### Task description
The response must reproduce every record in full.

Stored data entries

'''

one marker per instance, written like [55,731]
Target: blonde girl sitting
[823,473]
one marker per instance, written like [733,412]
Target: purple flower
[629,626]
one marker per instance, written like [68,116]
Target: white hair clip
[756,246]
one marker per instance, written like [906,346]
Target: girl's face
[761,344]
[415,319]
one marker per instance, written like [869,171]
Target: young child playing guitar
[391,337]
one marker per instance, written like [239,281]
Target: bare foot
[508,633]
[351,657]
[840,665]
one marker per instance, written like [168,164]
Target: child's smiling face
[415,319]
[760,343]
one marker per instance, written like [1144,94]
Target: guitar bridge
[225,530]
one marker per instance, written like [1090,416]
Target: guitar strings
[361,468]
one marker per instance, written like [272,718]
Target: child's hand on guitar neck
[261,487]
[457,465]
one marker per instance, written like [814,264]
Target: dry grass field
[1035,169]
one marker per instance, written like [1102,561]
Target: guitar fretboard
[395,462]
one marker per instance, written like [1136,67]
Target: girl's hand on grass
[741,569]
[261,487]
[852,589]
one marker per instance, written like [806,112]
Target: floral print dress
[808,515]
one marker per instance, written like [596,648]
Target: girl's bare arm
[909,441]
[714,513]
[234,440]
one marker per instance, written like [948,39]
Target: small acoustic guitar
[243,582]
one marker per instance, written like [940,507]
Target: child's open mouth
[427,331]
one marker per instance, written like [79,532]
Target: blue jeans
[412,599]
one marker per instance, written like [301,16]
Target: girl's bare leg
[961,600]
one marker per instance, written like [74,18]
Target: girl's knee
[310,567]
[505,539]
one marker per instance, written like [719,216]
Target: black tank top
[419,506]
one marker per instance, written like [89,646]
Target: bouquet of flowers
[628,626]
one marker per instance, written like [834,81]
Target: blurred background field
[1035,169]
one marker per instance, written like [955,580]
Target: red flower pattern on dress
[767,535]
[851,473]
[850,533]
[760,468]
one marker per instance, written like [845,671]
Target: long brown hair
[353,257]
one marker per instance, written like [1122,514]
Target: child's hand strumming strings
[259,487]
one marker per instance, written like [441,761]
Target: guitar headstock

'''

### Response
one marker per instance, written like [55,731]
Target: blonde girl sitting
[823,473]
one marker per instance, written like [733,412]
Target: purple flower
[629,626]
one marker per instance, written like [68,116]
Target: white hair clip
[756,246]
one marker per instance, written like [906,346]
Target: girl's face
[761,344]
[415,319]
one marker per instance, written like [869,171]
Target: young child playing guitar
[391,337]
one marker per instance, written like [239,281]
Target: bare foot
[508,633]
[351,657]
[840,665]
one marker per instance, written like [168,164]
Target: child's smiling face
[415,319]
[760,343]
one marker per instance, written like [1144,94]
Target: guitar bridge
[225,530]
one marker per instance, written like [1090,416]
Target: guitar strings
[361,468]
one marker per instance, written like [272,718]
Target: child's hand on guitar neck
[261,487]
[457,465]
one marker per instance, written like [814,264]
Target: dry grass field
[1035,169]
one marker per instance, written like [1102,561]
Target: guitar fretboard
[395,462]
one marker per instance, written like [1136,67]
Target: girl's hand on grass
[741,569]
[261,487]
[852,589]
one marker per instance, written like [806,112]
Target: floral print dress
[808,515]
one marker per instance, written like [596,648]
Target: girl's bare arm
[909,441]
[714,513]
[234,440]
one marker per instance, written like [948,39]
Target: small acoustic guitar
[243,582]
one marker per instance, written like [940,507]
Target: child's open mouth
[427,331]
one marker per instance, written like [79,532]
Target: blue jeans
[412,599]
one marker per instance, written like [301,16]
Target: girl's bare leg
[961,600]
one marker per instance, written like [74,18]
Target: girl's knee
[310,567]
[505,539]
one marker per instance, written like [719,216]
Target: black tank top
[419,506]
one marker per instance, written like [89,646]
Target: bouquet of flowers
[628,626]
one marker per instance, written like [834,81]
Target: blurred background field
[1035,169]
one marker per instance, written like [955,580]
Target: red flower pattern on dress
[767,535]
[851,473]
[850,533]
[760,468]
one marker per instance, written like [845,671]
Target: long brown hair
[353,257]
one marker per instance, written like [1122,514]
Target: child's hand strumming strings
[259,487]
one marker per instance, written like [441,761]
Target: guitar headstock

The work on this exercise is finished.